[Collected data]
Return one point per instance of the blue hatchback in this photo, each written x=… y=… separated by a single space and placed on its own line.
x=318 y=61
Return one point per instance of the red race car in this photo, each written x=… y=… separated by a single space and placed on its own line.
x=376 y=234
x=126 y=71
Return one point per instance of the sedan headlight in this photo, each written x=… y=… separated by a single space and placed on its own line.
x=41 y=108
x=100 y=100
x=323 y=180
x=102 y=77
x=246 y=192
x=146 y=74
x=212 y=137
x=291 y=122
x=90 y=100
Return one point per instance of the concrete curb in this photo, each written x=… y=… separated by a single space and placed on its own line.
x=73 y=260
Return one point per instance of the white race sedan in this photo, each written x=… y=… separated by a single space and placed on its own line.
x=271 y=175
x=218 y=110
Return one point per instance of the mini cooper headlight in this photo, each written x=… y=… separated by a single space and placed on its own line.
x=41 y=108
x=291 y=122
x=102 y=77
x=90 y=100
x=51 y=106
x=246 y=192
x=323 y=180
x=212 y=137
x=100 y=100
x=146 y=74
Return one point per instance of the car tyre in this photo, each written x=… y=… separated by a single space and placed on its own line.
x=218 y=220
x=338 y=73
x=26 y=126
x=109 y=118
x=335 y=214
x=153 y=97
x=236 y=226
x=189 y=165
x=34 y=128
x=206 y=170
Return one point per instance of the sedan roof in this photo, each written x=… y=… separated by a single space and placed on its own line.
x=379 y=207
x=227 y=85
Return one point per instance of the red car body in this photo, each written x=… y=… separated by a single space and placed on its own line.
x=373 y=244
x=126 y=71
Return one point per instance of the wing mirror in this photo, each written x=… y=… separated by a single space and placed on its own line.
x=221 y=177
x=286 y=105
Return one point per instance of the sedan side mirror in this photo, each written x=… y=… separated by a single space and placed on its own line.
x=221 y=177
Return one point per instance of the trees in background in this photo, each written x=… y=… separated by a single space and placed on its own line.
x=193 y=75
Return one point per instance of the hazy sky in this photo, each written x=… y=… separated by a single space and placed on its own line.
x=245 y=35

Task requirements: Where the line containing "Return one point per instance of the red car" appears in the records above, begin copying and continue through the last line; copy each line exactly and include no others.

The completed task:
Return one point per instance of the red car body in this photo, each written x=… y=… separated by a single space and placed on its own line.
x=373 y=244
x=126 y=71
Return one point per instance of the wing mirror in this photo, each written x=… y=… separated by a single space and placed on its own line.
x=221 y=177
x=286 y=105
Return one point per instance of the sedan side mirror in this photo, each written x=… y=… separated by a single space and placed on its own line.
x=221 y=177
Return one point per instance of the trees in background in this photo, each written x=… y=… separated by a single space and placed on its own line.
x=193 y=75
Return one point per instance of the hazy sky in this photo, each written x=… y=… separated by a single space and placed on its own line.
x=245 y=35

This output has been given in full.